AIM OF THE EXERCISE:
Please print the passage from "The main objective" to "presents the conclusions." in the text on Turkey's solar energy policy, word for word.

TEXT SECTION:
------
The main objective of this paper is to investigate Turkey’s distributed solar PV policy with its challenges, SWOT analysis of DPPG and to discuss urgent incentive action plans to put in place for further policy improvements. The organization of the paper is as follows. See section ‘Turkey’s electrical energy status’ presents Turkey’s electrical energy status. See section ‘Solar energy potential of Turkey’ discusses solar energy potential of Turkey. See section ‘Solar energy legislations and incentives’ reviews Turkey’s solar energy legislations and supports. See section ‘Solar energy in Turkey’ introduces solar energy status in Turkey. See section ‘SWOT analysis of DPPG in Turkey’ introduces SWOT analysis of DPPG in Turkey. See section ‘Conclusion’ presents the conclusions.

Turkey’s electrical energy status

Turkey is a transcontinental country straddling Asia and Europe bordered by Georgia, Armenia, Azerbaijan, Iran, Syria, Greece, and Bulgaria. The country is a developing and urbanizing regional power with a significant geopolitical position, an energy transit corridor between East and West. Turkey is classified as an upper-middle income country in terms of its GDP, the world’s 17th largest nominal GDP. In the last decade, the country achieved an impressive economic development in many sectors and in 2017, the economic growth is recorded 7.4%, the second largest growth in Europe. Although there has been a slowdown, the country’s economy grew 2.6% in 2018 and 0.9% in 2019 (TSI 2018b).
------
LISTED ENTRIES:
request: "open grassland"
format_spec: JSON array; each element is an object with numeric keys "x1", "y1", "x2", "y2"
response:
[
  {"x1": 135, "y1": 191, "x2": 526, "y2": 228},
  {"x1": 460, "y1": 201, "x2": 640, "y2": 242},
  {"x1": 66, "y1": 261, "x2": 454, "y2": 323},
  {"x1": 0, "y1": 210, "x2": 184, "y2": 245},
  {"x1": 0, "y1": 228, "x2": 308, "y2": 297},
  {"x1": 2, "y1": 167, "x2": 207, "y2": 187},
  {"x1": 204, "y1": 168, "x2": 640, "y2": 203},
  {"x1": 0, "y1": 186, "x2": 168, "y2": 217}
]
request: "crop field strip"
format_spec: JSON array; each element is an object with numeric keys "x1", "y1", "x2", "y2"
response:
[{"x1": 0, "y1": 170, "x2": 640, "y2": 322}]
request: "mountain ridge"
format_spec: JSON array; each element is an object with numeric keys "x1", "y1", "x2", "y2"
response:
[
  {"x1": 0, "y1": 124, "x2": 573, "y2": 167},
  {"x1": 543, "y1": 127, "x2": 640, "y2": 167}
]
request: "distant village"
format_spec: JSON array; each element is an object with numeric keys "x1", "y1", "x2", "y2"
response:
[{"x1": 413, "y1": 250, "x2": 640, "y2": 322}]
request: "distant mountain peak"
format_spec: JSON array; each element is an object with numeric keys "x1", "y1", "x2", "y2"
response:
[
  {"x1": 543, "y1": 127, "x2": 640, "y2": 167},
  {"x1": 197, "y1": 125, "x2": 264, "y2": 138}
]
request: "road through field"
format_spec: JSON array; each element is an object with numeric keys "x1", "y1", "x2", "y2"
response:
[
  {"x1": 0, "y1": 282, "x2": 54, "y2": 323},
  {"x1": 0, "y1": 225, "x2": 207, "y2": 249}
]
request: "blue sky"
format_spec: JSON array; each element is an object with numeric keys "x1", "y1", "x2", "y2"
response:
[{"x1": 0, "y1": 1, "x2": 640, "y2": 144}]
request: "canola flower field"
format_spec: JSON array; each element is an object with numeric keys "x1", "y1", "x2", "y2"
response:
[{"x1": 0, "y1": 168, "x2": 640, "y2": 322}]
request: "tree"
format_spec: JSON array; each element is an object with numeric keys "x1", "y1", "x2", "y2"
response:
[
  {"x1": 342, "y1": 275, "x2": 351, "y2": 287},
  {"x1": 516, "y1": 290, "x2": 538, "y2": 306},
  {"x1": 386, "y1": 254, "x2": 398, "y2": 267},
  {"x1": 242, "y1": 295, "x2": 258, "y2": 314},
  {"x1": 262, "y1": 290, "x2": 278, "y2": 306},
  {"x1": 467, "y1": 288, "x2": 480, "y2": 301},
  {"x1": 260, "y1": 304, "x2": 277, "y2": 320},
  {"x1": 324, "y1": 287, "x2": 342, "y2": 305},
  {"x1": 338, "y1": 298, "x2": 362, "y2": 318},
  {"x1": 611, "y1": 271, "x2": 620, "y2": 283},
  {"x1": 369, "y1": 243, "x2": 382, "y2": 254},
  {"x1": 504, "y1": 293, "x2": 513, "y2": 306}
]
------
FINISHED EXERCISE:
The main objective of this paper is to investigate Turkey’s distributed solar PV policy with its challenges, SWOT analysis of DPPG and to discuss urgent incentive action plans to put in place for further policy improvements. The organization of the paper is as follows. See section ‘Turkey’s electrical energy status’ presents Turkey’s electrical energy status. See section ‘Solar energy potential of Turkey’ discusses solar energy potential of Turkey. See section ‘Solar energy legislations and incentives’ reviews Turkey’s solar energy legislations and supports. See section ‘Solar energy in Turkey’ introduces solar energy status in Turkey. See section ‘SWOT analysis of DPPG in Turkey’ introduces SWOT analysis of DPPG in Turkey. See section ‘Conclusion’ presents the conclusions.